Please note the usage of {group_name} for the destination:. When using regex_groups, you must also use {group_name}. This can be pre or post fixed with any constant string, including any of the supported tags. At a minimum you must define the {group_name}m otherwise all matching group will be projected on the same destination name and will cause an error. If the regex_groups attribute is missing where a regular expression is used, the group name is taken literal and will most likely not be found in SRAM.

The previous subsection stated that the attributes are meaningless to the main loop. There are, however, two exceptions: login_users, grace_period. All users within a CO are also available in the @all entry. A service might wish for a more fine-grained control on what users are allowed access. For this purpose any group can be marked login_users through the attributes. This tells sync-with-sram that it should not use the implicit @all group, but rather the groups with this attribute. This means that sync-with-sram will only use those groups for adding users. In case there are no groups with such an attribute, the main loop will use the @all instead.

The grace_period attribute tells sync-with-sram that for this particular group a grace period must be applied. Normally sync-with-sram would emit a removal event when it detects that a user is no-longer present in a group. This would then trigger an immediate removal of that users. The grace key allows for a delay by specifying for which groups a grace period exists and the length of this period.

The grace period is specified in the attribute itself. The format of the grace_period is: grace_period=<period>. The <period> is the time frame for which the grace period is in effect. Allowed time specification are:

The rational numbers (ℚ) are limited to positive numbers. One cannot specify -1H for example. When using the time format (HH:MM:SS), only the 24h notation is supported, not AM/PM. Always use two digits for: <hours>, <minutes> and <seconds>. If no unit is used (d, m, H, M, or s), d (days) is assumed.

In case you want to ignore a defined group in the configuration file, you could use the ignore attribute. When sync-with-sram encounters this attribute, it will completely ignore its existence and continues as though the group was never defined.

The event_handler: key takes an array of two keys: name: and config:. The name: key specifies the class name of which an instance must be created at run time, while the config: key, which is optional, specifies a YAML configuration that needs to be passed on to the instantiated class. The main loop is unconcerned with this configuration and ignores its structure. The instantiated class however could check for its validity. The specification for event_handler is as follows:

sync:
  event_handler:
    - name: <class name>
      config:
        ...
        ...
    - name: <class name>
      config:
        ...
        ...

The config: in the above is optional.

The main loop must know the state of the destination in order to determine the delta between the destination and SRAM. In order to do so a generic State class is defined with a predefined API. The SRAMsync provides a simple JSON back end to keep track of the current state. This is the JsonFile class. To use this class you need to add the following for the status: block:

status:
  name: JsonFile
  config:
  status_filename: <path to state file>
  provisional_status_filename: <path to provisional state file>

Both status_filename and provisional_status_filename are filenames where sync-with-sram keeps track of the current state. The status_filename is read at the beginning so that sync-with-sram can determine the state of the last sync. provisional_status_filename is optional. If you do use it, sync-with-sram will write its status info to that file instead and not status_filename. It is expected that the instantiated EventHandler object copies the provisional_status_filename to status_filename. If the instantiated object fails to do so, sync-with-sram will always see new events as the status_filename is never updated to the latest sync state.

········

● **THINGS TO DO**:
a - Transcribe a passage of the sync-with-sram documentation, starting with "The rational numbers" and going on through "was never defined.".
b - Resume the sync-with-sram documentation after its final sentence, keeping to the same technical register.
The rows that come next were taken from a separate source.

● **DATA FOR REVIEW**:
········

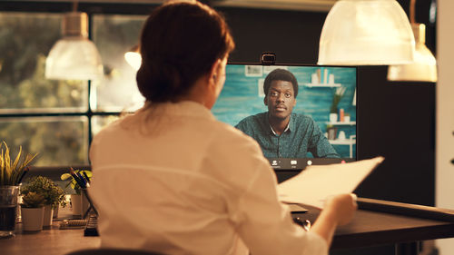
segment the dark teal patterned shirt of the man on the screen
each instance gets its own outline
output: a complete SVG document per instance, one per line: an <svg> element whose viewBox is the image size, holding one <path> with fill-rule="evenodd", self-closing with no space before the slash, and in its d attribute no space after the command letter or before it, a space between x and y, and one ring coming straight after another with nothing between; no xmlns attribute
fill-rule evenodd
<svg viewBox="0 0 454 255"><path fill-rule="evenodd" d="M307 115L291 113L290 123L281 135L268 121L268 112L244 118L235 126L259 142L266 158L339 158L314 120Z"/></svg>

········

● **ANSWERS PROVIDED**:
a -
The rational numbers (ℚ) are limited to positive numbers. One cannot specify -1H for example. When using the time format (HH:MM:SS), only the 24h notation is supported, not AM/PM. Always use two digits for: <hours>, <minutes> and <seconds>. If no unit is used (d, m, H, M, or s), d (days) is assumed.

In case you want to ignore a defined group in the configuration file, you could use the ignore attribute. When sync-with-sram encounters this attribute, it will completely ignore its existence and continues as though the group was never defined.

b -
In order to get a valid configuration, we need to put together all the needed elements. Thus, a valid configuration should look like this:

service: my_service
secrets:
  file: <path to secrets file>
sram:
  uri: ldaps://ldap.sram.surf.nl
  basedn: dc=<service short name>,dc=services,dc=sram,dc=surf,dc=nl
  binddn: cn=admin,dc=<service short name>,dc=services,dc=sram,dc=surf,dc=nl
  passwd_from_secrets: true
sync:
  users:
    aup_enforcement: true
    rename_user:
      default: "sram-{co}-{uid}"
      groups:
        expermiment_A: "{service}-{uid}"
  groups:
    expermiment_A:
       attributes: ["login_users", "grace_period=90d", "attibute_1", "attibute_2"]
       destination: sram_experiment_a
    expermiment_B:
       attributes: ["login_users", "attibute_3"]
       destination: sram_experiment_b
    expermiment_C:
       attributes: ["attibute_1"]
       destination: sram_experiment_b
  event_handler:
    name: DummyEventHandler
status:
  name: JsonFile
  config:
    status_filename: status.json
    provisional_status_filename: provisional-status.json

In the above we see that two groups are synchronized: experiment_A and experiment_B. A DummyEventHandler class is used to deal with the emitted events from the main loop. In case of the DummyEventHandler nothing is done except printing info messages to stdout. It does not take any additional configuration and therefor the config: key is omitted.

Note 1

In the above sram block,

passwd_from_secrets: true

can be substituted by:

passwd: <password>

Note 2

Even though either keyword passwd_from_secrets or passwd can be specified, if the environment variable SRAM_LDAP_PASSWD is defined, it takes precedence over either key word.

Note 3

If for all users the same conversion applies, the rename_user block can be written as:

sync:
  users:
    rename_user: "sram-{co}-{uid}"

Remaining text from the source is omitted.